Start STORED RECORDS

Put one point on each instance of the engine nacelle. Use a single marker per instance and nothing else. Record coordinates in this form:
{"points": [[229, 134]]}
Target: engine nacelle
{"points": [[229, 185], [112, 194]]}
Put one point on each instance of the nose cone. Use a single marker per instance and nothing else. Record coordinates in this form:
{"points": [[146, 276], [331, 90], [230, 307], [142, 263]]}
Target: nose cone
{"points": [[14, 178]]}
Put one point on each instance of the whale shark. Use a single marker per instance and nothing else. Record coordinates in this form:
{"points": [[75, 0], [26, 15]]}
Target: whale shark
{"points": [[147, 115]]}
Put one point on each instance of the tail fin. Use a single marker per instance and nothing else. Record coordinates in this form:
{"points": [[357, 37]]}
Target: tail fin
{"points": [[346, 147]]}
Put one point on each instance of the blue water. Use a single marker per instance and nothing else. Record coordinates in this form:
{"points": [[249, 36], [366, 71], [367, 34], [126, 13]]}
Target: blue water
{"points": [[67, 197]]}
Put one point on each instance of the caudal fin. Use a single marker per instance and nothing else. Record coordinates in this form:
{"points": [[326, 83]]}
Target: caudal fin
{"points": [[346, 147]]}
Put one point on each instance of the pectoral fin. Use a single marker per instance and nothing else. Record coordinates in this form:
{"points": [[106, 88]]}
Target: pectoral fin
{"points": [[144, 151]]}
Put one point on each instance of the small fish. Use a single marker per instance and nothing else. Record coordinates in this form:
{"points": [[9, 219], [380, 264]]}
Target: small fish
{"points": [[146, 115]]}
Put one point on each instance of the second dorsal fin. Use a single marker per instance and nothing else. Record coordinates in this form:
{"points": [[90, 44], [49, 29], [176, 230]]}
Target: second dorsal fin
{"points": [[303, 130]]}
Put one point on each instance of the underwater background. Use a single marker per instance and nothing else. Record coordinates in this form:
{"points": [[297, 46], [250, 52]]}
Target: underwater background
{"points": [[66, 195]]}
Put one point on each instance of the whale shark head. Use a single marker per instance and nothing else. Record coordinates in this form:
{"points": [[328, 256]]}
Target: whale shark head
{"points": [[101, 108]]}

End STORED RECORDS

YOUR INSTRUCTIONS:
Format every line of the listing above as a JSON list of strings, one string per line, leaving out blank lines.

PROBLEM SOLUTION:
[
  "Put one point on each instance of the engine nacelle. Use a single marker per instance and nothing else. Record coordinates in this form:",
  "{\"points\": [[229, 134]]}",
  "Target: engine nacelle",
  "{\"points\": [[229, 185], [112, 194]]}",
  "Put one point on each instance of the nose cone. Use a single marker per instance and nothing else. Record coordinates in this form:",
  "{\"points\": [[146, 276], [331, 90], [230, 307], [142, 263]]}",
  "Target: nose cone",
  "{\"points\": [[14, 178]]}",
  "Put one point on each instance of the whale shark. Use a single marker per instance and nothing else. Record coordinates in this form:",
  "{\"points\": [[75, 0], [26, 15]]}",
  "Target: whale shark",
  "{\"points\": [[147, 115]]}",
  "Put one point on each instance of the tail fin. Use a single marker per instance and nothing else. Record coordinates in this form:",
  "{\"points\": [[357, 37]]}",
  "Target: tail fin",
  "{\"points\": [[346, 147]]}",
  "Put one point on each instance of the blue water. Use a single marker per instance and nothing else. Record coordinates in this form:",
  "{\"points\": [[249, 36], [366, 71], [367, 34], [126, 13]]}",
  "Target: blue water",
  "{\"points\": [[67, 197]]}",
  "Put one point on each instance of the caudal fin. Use a single marker per instance and nothing else. Record coordinates in this form:",
  "{\"points\": [[326, 83]]}",
  "Target: caudal fin",
  "{\"points\": [[346, 147]]}",
  "Put one point on each instance of the pectoral fin. Use a single marker per instance and nothing else. Record coordinates in this form:",
  "{\"points\": [[106, 88]]}",
  "Target: pectoral fin",
  "{\"points\": [[144, 151]]}",
  "Put one point on each instance of the small fish. Use a single marker per instance and nothing else. Record coordinates in this form:",
  "{\"points\": [[9, 219], [380, 264]]}",
  "Target: small fish",
  "{\"points\": [[146, 115]]}",
  "Put one point on each instance of the second dorsal fin. Use a single marker per instance and nothing else. Record coordinates in this form:",
  "{\"points\": [[90, 44], [49, 29], [176, 230]]}",
  "Target: second dorsal fin",
  "{\"points\": [[303, 130]]}",
  "Put one point on each instance of the underwater background. Use a single marker per instance and nothing else. Record coordinates in this form:",
  "{\"points\": [[297, 46], [250, 52]]}",
  "Target: underwater background",
  "{\"points\": [[66, 195]]}",
  "Put one point on each instance of the whale shark head. Use a single marker per instance and nothing else. Record coordinates in this form:",
  "{\"points\": [[328, 256]]}",
  "Target: whale shark head",
  "{\"points\": [[101, 108]]}"
]